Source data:
···
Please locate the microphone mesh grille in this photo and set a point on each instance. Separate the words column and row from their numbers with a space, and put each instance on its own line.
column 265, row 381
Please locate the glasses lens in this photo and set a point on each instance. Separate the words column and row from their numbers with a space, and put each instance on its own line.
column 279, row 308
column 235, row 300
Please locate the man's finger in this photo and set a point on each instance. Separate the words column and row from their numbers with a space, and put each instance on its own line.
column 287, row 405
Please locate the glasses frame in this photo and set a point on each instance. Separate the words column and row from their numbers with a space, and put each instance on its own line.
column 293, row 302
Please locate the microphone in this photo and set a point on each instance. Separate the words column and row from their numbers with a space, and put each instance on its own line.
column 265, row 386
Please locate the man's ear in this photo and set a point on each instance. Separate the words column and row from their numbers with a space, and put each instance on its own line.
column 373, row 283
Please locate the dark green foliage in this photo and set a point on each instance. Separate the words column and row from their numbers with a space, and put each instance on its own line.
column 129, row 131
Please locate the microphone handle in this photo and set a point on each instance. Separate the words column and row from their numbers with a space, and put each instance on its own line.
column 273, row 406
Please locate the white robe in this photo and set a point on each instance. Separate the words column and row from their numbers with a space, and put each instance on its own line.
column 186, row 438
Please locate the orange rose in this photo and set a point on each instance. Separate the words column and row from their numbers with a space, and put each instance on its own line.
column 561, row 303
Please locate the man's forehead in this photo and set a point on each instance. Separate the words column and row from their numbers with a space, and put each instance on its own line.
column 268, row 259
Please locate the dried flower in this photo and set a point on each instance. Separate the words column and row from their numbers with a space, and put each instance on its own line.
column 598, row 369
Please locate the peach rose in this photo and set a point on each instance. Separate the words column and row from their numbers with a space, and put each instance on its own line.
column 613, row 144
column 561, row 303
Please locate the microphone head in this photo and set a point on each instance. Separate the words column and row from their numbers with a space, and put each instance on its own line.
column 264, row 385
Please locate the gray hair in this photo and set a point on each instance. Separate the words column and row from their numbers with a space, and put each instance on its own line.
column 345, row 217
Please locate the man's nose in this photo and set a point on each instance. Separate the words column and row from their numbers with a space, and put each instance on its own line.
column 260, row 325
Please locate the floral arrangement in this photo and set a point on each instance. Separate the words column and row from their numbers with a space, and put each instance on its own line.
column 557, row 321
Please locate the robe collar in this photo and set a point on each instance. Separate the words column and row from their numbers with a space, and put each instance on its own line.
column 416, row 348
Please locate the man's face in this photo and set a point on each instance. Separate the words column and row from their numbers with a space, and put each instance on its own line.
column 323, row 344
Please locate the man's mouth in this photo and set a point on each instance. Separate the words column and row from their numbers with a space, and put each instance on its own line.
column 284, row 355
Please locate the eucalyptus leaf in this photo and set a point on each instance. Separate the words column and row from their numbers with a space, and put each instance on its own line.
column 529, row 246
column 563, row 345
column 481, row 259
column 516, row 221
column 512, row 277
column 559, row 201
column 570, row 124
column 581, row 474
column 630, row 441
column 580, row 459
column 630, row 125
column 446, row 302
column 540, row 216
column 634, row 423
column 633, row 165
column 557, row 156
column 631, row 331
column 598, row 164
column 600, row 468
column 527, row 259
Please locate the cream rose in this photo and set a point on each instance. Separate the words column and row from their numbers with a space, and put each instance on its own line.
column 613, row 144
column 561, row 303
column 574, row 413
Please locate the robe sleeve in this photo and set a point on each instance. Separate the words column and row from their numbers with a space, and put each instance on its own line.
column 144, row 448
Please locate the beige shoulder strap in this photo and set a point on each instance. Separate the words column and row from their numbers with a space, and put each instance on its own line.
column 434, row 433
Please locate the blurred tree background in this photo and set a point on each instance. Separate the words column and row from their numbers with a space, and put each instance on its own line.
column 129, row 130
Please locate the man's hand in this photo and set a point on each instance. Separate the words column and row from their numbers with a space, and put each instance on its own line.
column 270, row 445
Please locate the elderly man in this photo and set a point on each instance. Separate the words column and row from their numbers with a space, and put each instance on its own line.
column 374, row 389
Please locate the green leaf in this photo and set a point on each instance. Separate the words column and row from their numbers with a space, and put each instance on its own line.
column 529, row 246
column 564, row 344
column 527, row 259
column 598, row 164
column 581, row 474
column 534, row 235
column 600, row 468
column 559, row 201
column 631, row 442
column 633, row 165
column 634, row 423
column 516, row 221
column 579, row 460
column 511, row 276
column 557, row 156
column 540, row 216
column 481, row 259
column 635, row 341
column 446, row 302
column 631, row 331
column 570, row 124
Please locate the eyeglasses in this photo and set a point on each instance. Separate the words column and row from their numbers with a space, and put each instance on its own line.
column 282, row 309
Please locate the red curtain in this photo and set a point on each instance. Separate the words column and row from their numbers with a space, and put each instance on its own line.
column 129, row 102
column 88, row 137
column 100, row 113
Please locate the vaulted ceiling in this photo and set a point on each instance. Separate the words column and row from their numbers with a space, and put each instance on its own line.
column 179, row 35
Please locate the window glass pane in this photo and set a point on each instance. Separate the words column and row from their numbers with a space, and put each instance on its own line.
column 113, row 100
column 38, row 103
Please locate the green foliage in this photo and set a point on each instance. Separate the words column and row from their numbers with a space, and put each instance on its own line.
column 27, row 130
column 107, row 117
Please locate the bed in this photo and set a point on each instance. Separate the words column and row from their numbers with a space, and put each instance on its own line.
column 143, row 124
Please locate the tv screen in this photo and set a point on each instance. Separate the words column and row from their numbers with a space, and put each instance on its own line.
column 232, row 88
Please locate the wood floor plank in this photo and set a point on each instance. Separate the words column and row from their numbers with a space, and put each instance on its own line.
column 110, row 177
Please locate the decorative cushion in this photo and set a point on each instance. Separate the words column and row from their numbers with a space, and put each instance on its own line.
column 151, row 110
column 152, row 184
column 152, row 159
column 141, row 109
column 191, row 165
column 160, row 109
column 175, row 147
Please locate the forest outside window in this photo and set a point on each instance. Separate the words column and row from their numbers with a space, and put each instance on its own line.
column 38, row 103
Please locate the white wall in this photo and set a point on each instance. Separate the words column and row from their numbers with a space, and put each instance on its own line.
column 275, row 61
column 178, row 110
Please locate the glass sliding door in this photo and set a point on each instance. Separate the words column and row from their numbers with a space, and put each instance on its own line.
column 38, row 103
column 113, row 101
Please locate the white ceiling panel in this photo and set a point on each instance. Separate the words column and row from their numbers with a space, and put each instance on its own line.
···
Print, without any alteration, the lines of the material beginning with the line that contains "Please locate the blurred" and continuing through the line that contains "column 129, row 130", with both of those lines included.

- **Solution to this problem**
Please locate the blurred tree background in this photo and set a point on each instance. Separate the words column and row from their numbers with a space, and put each instance on its own line.
column 129, row 130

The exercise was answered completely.